Set task:
From the line that contains "Each instance receives one keypoint. Mark the eroded" down to the last line of the data below, restate every line word for word, skipping any images.

[Stored entries]
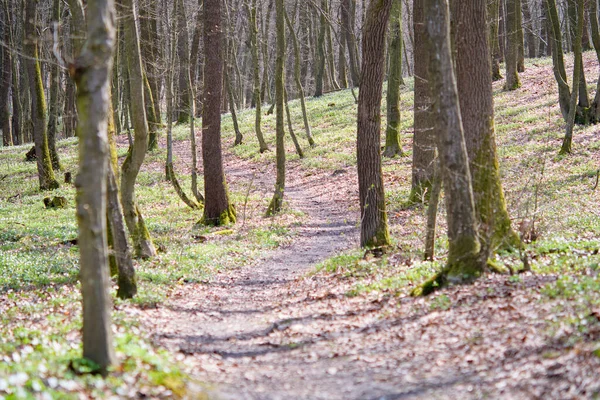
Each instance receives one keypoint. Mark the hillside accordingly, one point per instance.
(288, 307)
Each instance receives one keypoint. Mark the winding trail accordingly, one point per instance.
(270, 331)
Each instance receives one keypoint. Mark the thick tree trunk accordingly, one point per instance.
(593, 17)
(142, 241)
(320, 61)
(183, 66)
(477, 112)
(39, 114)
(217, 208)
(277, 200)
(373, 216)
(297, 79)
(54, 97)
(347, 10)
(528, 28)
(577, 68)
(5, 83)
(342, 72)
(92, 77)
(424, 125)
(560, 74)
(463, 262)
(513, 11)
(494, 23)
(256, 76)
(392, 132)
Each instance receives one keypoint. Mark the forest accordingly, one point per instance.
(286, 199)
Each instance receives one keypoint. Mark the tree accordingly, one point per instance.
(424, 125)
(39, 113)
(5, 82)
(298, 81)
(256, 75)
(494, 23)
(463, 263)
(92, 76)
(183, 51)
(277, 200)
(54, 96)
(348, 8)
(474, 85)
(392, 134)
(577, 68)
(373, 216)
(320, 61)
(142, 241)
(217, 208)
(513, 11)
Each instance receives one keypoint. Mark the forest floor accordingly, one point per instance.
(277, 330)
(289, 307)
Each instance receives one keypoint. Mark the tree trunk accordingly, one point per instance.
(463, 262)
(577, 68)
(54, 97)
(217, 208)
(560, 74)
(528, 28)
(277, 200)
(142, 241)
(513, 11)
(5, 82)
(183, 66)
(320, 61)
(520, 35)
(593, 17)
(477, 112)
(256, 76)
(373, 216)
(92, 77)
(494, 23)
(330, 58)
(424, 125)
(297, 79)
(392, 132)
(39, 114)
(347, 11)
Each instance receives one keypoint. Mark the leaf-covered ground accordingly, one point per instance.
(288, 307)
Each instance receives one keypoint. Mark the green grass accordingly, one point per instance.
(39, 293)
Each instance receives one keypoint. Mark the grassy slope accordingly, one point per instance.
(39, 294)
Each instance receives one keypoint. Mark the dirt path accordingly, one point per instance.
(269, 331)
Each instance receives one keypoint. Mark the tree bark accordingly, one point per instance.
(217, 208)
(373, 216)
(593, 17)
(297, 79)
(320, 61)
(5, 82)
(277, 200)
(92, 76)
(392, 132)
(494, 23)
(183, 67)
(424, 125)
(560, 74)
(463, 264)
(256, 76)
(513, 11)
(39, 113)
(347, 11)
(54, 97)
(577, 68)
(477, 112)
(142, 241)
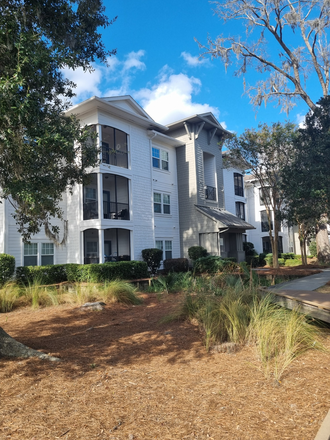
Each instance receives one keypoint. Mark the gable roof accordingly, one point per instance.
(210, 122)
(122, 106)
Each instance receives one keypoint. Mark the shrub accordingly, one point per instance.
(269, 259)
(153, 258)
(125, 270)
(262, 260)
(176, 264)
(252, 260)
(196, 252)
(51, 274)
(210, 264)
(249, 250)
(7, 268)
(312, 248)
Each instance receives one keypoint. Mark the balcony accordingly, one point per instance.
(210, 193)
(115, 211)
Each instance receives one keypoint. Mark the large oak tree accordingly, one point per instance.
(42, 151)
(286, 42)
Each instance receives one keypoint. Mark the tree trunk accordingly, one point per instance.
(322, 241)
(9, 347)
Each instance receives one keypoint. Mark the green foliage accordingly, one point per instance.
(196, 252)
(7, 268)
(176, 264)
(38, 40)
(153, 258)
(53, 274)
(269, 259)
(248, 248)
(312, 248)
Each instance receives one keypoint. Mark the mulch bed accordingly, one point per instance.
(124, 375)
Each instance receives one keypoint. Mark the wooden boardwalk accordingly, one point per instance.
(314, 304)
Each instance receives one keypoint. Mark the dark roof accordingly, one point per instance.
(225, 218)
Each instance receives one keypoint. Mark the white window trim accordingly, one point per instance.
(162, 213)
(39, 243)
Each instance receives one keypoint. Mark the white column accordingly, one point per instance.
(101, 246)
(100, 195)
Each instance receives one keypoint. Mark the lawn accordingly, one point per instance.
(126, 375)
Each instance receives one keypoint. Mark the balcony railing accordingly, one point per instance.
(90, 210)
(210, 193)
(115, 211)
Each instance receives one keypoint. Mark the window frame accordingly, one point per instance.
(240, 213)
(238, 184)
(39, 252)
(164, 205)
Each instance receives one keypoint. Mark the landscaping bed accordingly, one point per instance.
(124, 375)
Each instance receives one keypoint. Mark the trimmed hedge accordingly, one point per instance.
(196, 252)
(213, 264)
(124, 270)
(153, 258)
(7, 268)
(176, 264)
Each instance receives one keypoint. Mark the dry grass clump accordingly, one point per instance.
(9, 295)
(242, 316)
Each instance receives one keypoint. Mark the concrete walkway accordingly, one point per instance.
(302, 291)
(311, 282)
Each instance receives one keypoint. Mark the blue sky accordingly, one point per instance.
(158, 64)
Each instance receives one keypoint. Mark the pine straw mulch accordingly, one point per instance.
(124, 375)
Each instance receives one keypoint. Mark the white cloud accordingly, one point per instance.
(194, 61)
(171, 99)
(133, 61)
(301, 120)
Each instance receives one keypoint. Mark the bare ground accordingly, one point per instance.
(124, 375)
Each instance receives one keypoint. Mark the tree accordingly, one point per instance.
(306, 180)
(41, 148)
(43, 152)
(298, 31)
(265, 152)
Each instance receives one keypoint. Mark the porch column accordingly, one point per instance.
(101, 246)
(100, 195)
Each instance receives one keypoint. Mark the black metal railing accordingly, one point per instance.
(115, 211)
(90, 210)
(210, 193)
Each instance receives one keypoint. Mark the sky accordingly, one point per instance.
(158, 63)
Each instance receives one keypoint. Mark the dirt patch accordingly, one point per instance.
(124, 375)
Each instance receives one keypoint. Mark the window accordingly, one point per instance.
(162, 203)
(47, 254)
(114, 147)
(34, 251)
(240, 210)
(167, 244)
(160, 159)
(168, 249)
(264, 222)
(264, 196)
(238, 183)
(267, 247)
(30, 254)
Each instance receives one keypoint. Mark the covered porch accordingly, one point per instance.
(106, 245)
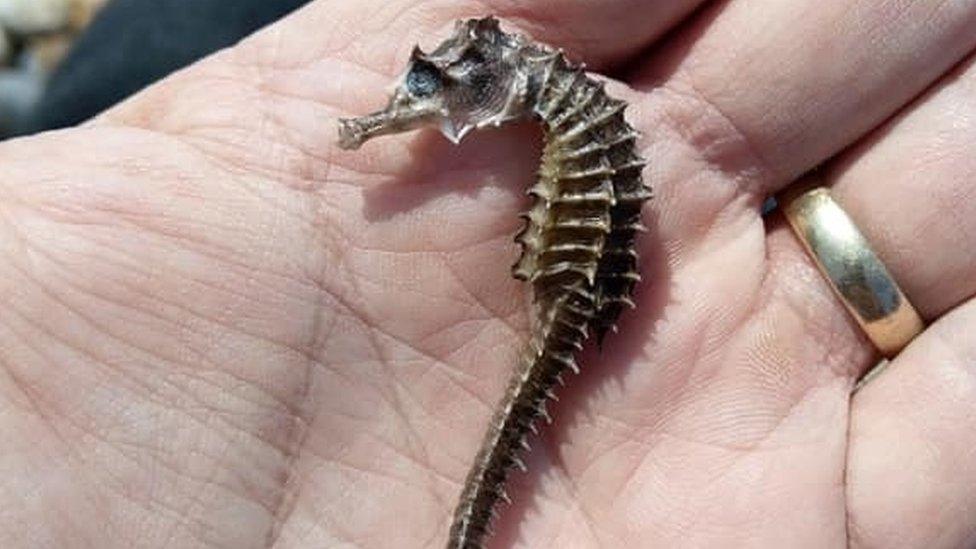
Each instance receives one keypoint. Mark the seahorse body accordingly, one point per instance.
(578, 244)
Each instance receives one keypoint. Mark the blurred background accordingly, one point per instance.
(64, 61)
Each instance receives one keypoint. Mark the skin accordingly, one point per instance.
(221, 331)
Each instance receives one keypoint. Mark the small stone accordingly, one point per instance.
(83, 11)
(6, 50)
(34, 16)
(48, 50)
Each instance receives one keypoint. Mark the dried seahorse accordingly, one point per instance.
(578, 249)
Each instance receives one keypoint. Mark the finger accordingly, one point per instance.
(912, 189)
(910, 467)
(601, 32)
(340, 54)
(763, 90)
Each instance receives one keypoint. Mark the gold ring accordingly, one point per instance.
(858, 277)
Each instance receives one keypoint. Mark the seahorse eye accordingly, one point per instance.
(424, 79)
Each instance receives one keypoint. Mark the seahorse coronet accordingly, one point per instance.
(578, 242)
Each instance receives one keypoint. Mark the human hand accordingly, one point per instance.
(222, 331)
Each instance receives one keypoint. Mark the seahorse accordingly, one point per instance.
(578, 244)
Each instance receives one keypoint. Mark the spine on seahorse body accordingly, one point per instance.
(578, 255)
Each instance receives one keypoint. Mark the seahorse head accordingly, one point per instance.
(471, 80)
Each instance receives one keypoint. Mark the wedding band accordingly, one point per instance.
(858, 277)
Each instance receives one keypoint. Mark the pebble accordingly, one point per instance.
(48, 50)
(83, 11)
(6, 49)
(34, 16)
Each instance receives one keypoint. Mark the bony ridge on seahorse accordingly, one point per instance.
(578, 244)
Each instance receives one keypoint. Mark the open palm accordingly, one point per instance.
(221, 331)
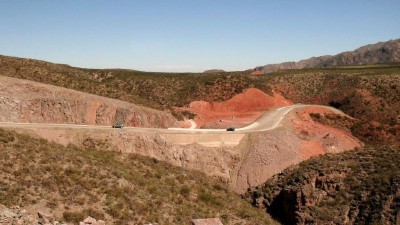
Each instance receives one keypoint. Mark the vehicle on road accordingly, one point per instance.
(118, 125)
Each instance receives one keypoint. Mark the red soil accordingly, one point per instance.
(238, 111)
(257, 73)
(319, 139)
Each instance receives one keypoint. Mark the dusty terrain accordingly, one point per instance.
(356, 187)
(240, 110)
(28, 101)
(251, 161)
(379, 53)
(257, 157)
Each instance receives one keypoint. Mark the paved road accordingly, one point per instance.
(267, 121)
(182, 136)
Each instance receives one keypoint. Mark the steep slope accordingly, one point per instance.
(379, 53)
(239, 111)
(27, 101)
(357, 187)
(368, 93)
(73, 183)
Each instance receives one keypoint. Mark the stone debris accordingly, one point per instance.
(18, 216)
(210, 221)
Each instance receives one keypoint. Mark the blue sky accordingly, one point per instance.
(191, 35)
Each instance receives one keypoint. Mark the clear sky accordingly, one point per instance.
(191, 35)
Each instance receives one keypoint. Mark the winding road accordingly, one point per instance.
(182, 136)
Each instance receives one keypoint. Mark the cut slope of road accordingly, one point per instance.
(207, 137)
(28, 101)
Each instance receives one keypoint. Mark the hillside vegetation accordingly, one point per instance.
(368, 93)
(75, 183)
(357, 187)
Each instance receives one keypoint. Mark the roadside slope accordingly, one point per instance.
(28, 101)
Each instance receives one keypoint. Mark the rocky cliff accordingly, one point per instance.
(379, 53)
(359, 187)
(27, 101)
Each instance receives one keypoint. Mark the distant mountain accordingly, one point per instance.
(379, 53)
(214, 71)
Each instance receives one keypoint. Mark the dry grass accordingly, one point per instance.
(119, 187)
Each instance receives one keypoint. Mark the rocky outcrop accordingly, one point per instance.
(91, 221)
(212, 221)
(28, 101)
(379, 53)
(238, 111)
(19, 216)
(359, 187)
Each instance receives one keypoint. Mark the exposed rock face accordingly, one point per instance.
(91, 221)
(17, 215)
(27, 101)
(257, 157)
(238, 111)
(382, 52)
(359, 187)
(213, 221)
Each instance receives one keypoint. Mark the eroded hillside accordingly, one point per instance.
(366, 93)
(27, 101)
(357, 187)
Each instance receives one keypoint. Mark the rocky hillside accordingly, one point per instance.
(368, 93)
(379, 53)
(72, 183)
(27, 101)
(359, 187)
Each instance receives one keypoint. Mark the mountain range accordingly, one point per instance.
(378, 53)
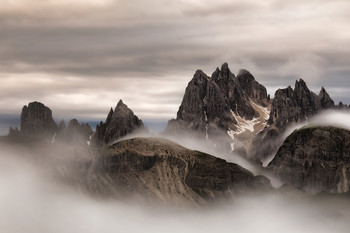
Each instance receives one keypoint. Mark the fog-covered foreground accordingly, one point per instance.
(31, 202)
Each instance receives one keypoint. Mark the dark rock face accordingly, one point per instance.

Answer for the task:
Each instance receives one keypoint. Mark the eroded hillside accordingly, one point per instance.
(366, 93)
(27, 101)
(357, 187)
Each instance receives one keypoint. Mark the rocky hillside accordingly, one point per instance.
(368, 93)
(379, 53)
(72, 183)
(27, 101)
(359, 187)
Each instance receives one keypoint. Mark the mountain range accordingly, one point per instance.
(378, 53)
Each instance receives one keypoint. Mark the fog-covered foreground accordingly, one point per instance.
(31, 202)
Each instance receives one keypoint. Mark the dark rock face accordingly, one point per instance.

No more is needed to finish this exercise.